━━━ Source passage ━━━

Of course, there are still some non-conforming lenders that will allow you to apply for low-doc mortgages, even if your ABN has been registered for less than the usual two years. A good mortgage broker will know which lenders can overlook this requirement.
What are the loans available to a self-employed borrower?
Self employed borrowers can get access to the same type of loans that are available to full-doc borrowers. These can include:
- Variable Rate
- Fixed Rate
- Construction Loans
- Line of Credit
Pros and cons of self-employed home loans
As with any mortgage, there are some very definite pros and cons with self-employed low doc home loans
- Documentation: Low-doc loans require that significantly less documentation is provided in order to verify sole trader income or business turnover.
- Faster Application Process: As there is a low-documentation requirement, you'll save time tracking down your financial statements, tax returns, BAS statements and other verification from your accountant. This lets you get your application submitted much faster.
- Convenience: The ability to forego all the mountains of paperwork required to verify a traditional self-employed loan is very convenient for a busy self-employed person running a business. If you can find a lender willing to accept a self-certification for your income, or maybe just showing your last few BAS, this is much easier than providing mountains of paperwork.
- Convert to Full Doc: Many lenders will allow low-doc borrowers to convert their self-employed home loan over to a full-doc loan after a period of time without asking for financial verification. In most cases this is after two or three years and only if the loan repayments have been made on time throughout that period. Converting the loan over to full-doc can often mean a slight reduction in interest rate.
- Lower LVR: Many banks will limit the amount of money you're able to borrow against the value of the home you're buying or using as security. Instead of being able to borrow up to 95% of the property value, as a full-doc borrower can, a low-doc borrower is often limited to borrowing 60% of the property value. Some lenders will extend this up to a potential 80%, but may charge LMI for any LVR over 60% which increases your mortgage costs.
- Higher Interest Rate: Many lenders view low doc loans as being riskier than fully verified loans. For this reason, they may charge a slightly higher interest rate as compared to a regular mortgage for a borrower. This is known as a low-doc interest rate premium. There is still the possibility that many lenders can revert the loan over to a full doc loan after a period of time, as long as all the payments have been met.
- Fewer Lender Options: Not every bank or lending institution will accept home loans from low-doc borrowers. Aside from this, some lenders will still require more documentation than others when trying to verify a low-doc home loan. This limits your options and makes it more difficult to negotiate for better deals on interest rates.
What documents do I need to apply for a low-doc loan?
The level of documentation you need to submit with an application for a self-employed home loan can vary widely between different lenders. However, here is a guide to help you work out what you might need:
Big banks will ask that self-employed borrowers provide two full years' worth of financial statements, including tax returns, profit and loss statements and often the last two or three BAS as well. If you have other income such as investment income, you may also be asked to provide this as well. However, there are low doc lenders available that may only ask for your last three or four BAS and little else.

━━━ Data rows ━━━

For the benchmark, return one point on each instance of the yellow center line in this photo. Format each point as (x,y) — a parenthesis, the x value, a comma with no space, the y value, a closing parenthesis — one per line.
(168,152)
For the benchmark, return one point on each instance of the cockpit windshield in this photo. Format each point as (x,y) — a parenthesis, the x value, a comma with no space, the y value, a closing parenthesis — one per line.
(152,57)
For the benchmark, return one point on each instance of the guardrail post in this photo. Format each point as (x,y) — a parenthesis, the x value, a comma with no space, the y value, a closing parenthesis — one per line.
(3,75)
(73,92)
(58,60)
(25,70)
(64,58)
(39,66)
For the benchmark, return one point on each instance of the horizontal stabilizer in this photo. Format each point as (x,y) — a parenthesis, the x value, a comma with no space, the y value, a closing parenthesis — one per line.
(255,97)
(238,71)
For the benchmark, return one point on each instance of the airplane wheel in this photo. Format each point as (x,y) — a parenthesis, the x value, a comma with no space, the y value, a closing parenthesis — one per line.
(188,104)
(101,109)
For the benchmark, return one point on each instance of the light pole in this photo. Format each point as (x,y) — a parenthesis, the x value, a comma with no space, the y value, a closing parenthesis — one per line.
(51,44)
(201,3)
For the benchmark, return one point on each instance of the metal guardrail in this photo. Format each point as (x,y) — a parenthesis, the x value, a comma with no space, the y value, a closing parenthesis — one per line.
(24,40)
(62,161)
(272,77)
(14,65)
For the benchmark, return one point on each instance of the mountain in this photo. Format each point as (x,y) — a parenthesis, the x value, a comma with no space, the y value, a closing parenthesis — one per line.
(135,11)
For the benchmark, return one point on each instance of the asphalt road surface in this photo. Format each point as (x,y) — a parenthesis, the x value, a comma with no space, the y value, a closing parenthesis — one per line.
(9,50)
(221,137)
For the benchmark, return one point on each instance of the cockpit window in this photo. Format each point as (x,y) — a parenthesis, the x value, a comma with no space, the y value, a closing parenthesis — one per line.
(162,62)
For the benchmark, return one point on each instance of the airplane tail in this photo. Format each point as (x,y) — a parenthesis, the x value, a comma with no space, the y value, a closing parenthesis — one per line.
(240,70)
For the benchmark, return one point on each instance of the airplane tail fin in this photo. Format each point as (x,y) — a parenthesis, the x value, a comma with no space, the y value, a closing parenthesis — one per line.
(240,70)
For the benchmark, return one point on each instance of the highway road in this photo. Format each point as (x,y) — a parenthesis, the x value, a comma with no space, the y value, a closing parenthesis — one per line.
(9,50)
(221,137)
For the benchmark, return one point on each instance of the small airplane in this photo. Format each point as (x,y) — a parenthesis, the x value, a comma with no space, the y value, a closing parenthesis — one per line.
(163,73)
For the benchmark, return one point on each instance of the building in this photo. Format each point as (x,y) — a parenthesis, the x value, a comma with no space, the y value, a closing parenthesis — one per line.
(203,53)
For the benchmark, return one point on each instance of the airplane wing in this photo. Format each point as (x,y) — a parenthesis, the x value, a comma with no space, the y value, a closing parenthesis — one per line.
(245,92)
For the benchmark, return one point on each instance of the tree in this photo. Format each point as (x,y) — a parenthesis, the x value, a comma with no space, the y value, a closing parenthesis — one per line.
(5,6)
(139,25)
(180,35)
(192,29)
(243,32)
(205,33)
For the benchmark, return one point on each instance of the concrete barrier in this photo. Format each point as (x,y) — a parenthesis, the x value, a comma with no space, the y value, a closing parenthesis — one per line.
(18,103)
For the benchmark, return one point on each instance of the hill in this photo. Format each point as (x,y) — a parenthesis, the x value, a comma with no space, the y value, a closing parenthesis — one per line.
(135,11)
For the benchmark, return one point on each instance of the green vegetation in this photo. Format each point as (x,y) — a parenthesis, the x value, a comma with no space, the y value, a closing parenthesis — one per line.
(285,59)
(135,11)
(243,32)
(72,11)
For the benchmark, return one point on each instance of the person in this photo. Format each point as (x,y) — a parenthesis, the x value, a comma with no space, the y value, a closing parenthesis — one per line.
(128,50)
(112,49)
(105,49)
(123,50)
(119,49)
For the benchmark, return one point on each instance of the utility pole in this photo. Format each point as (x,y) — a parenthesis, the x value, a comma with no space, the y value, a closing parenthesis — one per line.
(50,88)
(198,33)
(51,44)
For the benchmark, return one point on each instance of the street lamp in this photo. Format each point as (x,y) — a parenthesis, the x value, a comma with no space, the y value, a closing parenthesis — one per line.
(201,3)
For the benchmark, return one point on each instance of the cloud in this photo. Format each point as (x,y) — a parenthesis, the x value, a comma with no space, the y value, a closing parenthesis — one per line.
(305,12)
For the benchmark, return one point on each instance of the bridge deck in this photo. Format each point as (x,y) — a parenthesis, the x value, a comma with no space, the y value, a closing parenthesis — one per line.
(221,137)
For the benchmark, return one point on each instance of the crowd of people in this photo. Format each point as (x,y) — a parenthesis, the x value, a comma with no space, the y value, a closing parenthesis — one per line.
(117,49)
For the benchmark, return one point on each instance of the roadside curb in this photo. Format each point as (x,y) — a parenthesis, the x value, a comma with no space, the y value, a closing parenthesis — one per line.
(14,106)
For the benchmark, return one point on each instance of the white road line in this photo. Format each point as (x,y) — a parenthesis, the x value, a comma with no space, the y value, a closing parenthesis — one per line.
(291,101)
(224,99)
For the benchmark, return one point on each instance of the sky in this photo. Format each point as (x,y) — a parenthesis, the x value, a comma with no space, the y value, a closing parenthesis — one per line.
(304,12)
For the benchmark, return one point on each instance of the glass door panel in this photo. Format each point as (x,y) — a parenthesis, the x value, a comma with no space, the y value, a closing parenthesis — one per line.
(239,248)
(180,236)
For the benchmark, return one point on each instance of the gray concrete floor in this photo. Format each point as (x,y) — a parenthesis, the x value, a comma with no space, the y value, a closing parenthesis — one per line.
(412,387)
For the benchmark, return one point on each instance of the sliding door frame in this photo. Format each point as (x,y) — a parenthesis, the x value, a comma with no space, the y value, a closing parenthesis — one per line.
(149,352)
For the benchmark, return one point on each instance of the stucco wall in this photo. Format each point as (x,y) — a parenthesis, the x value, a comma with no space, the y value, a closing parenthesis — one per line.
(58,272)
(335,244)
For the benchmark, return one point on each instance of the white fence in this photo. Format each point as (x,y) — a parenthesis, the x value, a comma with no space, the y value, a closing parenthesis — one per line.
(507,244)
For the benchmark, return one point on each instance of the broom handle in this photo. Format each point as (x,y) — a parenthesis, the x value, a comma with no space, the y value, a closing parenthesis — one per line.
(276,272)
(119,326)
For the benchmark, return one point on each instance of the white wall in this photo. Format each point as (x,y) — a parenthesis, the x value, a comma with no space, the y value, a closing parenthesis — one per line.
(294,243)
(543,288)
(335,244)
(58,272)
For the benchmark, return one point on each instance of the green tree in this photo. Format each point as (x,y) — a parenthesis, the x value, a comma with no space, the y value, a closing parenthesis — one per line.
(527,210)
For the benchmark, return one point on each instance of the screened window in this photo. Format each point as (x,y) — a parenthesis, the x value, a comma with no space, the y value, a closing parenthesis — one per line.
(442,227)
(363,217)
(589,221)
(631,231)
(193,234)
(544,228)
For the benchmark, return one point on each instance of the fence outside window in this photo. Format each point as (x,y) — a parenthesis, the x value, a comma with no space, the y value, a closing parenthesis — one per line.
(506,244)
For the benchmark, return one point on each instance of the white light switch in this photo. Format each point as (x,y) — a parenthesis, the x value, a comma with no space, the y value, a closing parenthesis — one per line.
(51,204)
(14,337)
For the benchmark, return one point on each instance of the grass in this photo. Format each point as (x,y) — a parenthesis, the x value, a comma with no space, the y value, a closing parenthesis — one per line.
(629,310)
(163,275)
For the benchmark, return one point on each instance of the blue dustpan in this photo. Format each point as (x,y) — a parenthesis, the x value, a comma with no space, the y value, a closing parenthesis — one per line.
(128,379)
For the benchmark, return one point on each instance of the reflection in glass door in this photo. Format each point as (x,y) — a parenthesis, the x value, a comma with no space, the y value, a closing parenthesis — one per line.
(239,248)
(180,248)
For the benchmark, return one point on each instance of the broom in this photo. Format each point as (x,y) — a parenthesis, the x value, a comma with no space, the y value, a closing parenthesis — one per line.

━━━

> _Given instruction 1_
For each statement, say whether it agrees with the self-employed home loan text, giving yes or no and quoting the deciding words. (a) A low-doc borrower can often borrow up to 95% of the property value. (b) Lenders that convert a low-doc loan to full-doc mostly do so after two or three years. (c) Some low doc lenders may ask for only your last three or four BAS.
> _Given instruction 2_
Please write out the stretch of the self-employed home loan text from "What documents do" through "and little else.".
Answer from the self-employed home loan text alone.

> _Full output 1_
(a) No: "a low-doc borrower is often limited to borrowing 60% of the property value"
(b) Yes: "In most cases this is after two or three years"
(c) Yes: "there are low doc lenders available that may only ask for your last three or four BAS and little else"

> _Full output 2_
What documents do I need to apply for a low-doc loan?
The level of documentation you need to submit with an application for a self-employed home loan can vary widely between different lenders. However, here is a guide to help you work out what you might need:
Big banks will ask that self-employed borrowers provide two full years' worth of financial statements, including tax returns, profit and loss statements and often the last two or three BAS as well. If you have other income such as investment income, you may also be asked to provide this as well. However, there are low doc lenders available that may only ask for your last three or four BAS and little else.